* _WHAT TO PRODUCE_
When you reach the line containing "the blue sky" in the entries below, start writing out each line exactly, and stop after the line containing "of the apartment".

↓

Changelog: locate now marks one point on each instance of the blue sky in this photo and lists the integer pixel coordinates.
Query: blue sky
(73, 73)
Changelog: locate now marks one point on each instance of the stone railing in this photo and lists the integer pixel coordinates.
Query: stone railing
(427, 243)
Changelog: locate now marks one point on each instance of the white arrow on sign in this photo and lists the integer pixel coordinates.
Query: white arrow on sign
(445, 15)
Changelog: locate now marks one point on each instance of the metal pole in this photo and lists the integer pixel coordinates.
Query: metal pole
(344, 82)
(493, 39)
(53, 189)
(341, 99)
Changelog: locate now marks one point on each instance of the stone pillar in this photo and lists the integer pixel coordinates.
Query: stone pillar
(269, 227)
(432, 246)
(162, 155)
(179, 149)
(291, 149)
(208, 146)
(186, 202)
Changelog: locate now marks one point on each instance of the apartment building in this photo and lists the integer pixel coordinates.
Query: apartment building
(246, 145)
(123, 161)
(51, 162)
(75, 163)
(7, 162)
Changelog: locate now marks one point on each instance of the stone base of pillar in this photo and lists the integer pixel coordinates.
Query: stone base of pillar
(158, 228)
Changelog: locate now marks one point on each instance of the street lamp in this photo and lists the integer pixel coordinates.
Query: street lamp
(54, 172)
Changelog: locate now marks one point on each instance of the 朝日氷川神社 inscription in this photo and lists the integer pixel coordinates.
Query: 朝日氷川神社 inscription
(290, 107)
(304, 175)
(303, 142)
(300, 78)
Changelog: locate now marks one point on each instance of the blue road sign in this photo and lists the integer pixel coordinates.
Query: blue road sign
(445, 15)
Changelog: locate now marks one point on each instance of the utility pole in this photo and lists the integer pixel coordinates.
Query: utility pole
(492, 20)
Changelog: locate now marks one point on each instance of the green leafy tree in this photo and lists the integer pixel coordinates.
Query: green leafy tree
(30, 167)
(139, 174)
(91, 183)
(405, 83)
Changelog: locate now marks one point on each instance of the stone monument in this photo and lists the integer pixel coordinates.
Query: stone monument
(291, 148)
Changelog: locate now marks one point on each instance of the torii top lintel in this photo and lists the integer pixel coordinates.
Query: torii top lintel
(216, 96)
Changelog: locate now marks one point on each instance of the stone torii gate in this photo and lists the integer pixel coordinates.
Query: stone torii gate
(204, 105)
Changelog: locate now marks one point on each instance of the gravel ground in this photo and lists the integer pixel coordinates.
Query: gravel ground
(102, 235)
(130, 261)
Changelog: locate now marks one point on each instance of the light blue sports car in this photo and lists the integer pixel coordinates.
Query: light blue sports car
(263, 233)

↑
↓

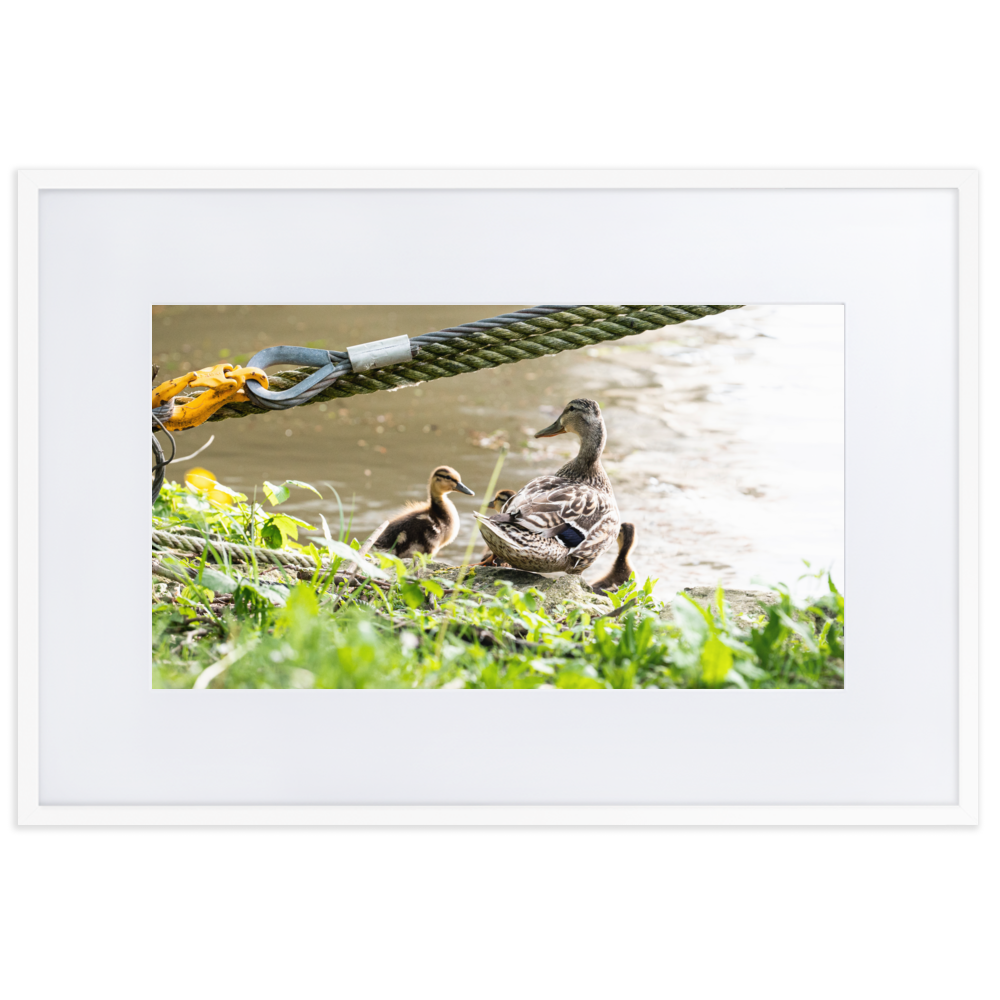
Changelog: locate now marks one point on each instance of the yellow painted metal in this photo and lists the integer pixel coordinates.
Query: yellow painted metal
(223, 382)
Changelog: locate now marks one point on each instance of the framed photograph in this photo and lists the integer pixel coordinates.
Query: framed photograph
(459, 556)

↑
↓

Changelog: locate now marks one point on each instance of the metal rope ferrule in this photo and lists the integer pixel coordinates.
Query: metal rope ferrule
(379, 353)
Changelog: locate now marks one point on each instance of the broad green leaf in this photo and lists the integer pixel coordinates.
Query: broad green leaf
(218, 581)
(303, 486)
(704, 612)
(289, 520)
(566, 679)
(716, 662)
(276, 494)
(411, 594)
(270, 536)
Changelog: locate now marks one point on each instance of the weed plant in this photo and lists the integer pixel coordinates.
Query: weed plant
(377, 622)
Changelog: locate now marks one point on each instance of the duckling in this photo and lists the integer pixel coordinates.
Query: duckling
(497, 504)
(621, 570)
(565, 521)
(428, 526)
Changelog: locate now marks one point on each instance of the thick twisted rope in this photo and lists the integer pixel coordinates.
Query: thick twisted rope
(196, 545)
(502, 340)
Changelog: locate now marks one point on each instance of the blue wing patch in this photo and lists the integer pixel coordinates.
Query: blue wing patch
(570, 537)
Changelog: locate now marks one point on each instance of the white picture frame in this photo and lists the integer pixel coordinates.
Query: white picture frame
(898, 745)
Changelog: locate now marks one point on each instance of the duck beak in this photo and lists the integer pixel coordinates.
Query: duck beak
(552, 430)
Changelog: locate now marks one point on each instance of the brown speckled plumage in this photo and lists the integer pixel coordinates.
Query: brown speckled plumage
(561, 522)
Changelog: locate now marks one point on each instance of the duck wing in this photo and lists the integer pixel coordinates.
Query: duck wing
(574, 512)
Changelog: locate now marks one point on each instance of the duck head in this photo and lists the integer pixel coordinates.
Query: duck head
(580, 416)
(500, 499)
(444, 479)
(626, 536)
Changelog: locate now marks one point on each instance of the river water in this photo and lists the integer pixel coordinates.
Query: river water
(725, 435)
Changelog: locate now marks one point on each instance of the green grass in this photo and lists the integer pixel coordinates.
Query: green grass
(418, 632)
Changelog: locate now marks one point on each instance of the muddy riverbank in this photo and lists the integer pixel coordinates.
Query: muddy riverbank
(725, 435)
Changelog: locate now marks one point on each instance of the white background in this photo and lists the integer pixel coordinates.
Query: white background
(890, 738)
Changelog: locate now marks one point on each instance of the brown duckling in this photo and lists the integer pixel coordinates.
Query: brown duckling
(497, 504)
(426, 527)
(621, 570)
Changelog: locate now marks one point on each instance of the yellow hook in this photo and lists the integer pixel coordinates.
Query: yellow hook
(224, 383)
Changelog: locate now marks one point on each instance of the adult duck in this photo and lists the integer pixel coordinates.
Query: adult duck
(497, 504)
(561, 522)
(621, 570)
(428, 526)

↑

* _RESULT OF THIS TASK_
Changelog: locate now marks one point on each instance of the blue sky in this photo and lists the integer pixel coordinates.
Query: blue sky
(73, 73)
Changelog: locate now marks one point on each instance of the stone railing in this photo and lists the integer pixel coordinates.
Query: stone railing
(427, 243)
Changelog: locate now marks one point on each instance of the white arrow on sign in this photo and lists the integer pixel coordinates.
Query: white arrow on sign
(445, 15)
Changelog: locate now marks one point on each instance of the metal pole in this photo and lists the integer pixel coordinates.
Query: metal pole
(344, 82)
(493, 39)
(53, 189)
(341, 99)
Changelog: locate now marks one point on each instance of the stone pillar in this photo and lists the integer pixel coordinates.
Query: stone pillar
(269, 227)
(432, 246)
(162, 155)
(179, 149)
(291, 149)
(208, 146)
(186, 202)
Changelog: locate now marks one point on each instance of the apartment building in this photo and lists the integer pixel coordinates.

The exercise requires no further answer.